> **What needs to be done**
Turn every line in the rows below into a Markdown table with the columns Number and Line, skipping blank lines and leaving the pictures out.

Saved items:
━━━━━━━━━━━━━━━━
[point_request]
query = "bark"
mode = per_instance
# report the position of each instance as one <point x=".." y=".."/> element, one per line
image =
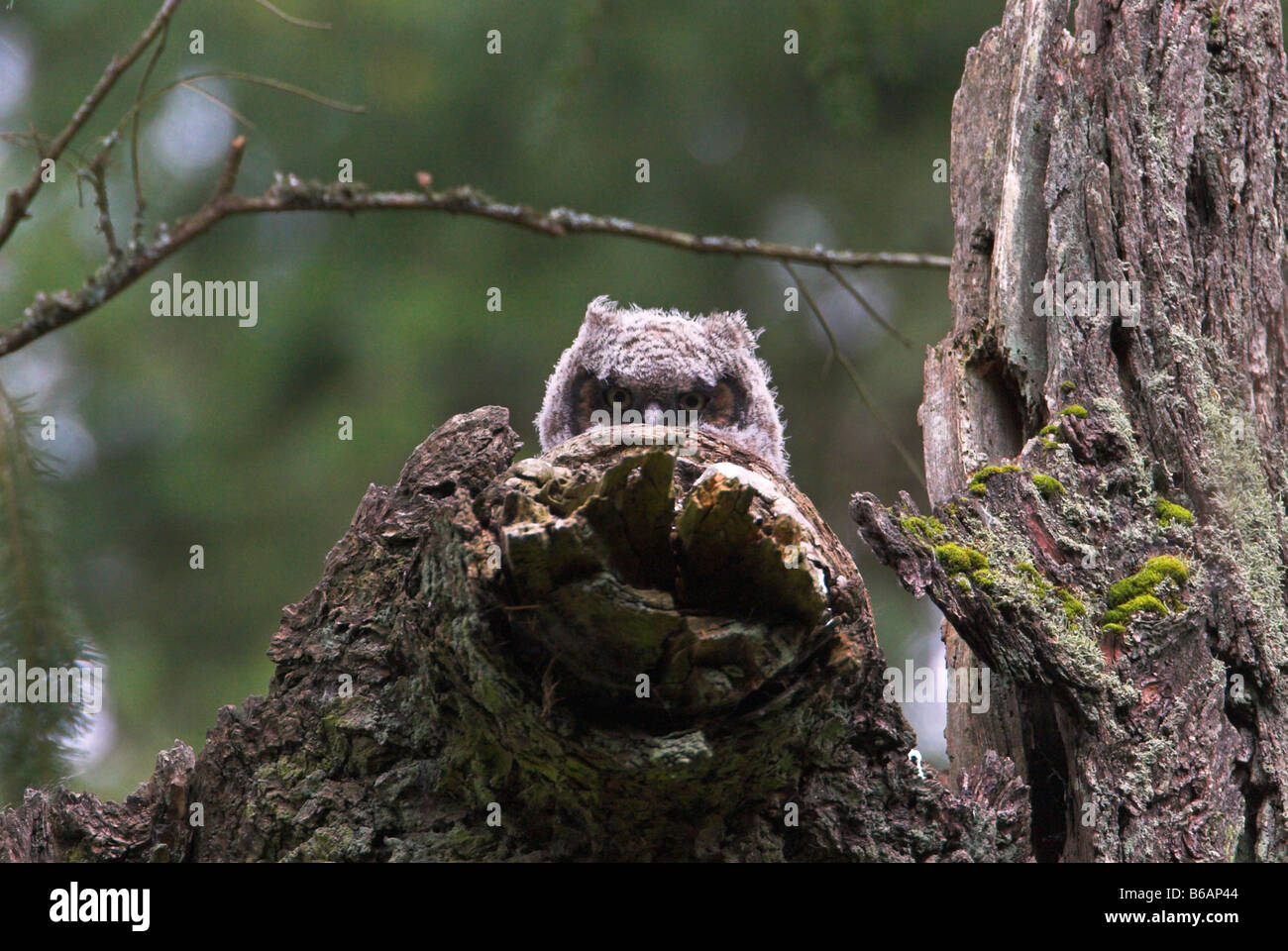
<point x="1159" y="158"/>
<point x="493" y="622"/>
━━━━━━━━━━━━━━━━
> **Reply to the task**
| Number | Line |
|---|---|
| 1 | [point_request] |
| 2 | query = "bark" |
| 3 | mode = per_instance |
| 4 | # report the position of each instance as one <point x=".." y=".."/> element, one per line |
| 5 | image = |
| 6 | <point x="1159" y="158"/> |
| 7 | <point x="493" y="622"/> |